## Work required
The expected output is every entry, repeated exactly.

## The records

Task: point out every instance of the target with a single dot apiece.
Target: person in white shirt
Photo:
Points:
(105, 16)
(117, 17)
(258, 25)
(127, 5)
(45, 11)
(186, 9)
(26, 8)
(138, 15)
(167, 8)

## Response box
Task: point out every instance of the target with a single dot apiece.
Target: person in white shirt
Photo:
Points:
(105, 16)
(117, 17)
(258, 25)
(127, 5)
(45, 11)
(186, 9)
(26, 8)
(138, 15)
(167, 8)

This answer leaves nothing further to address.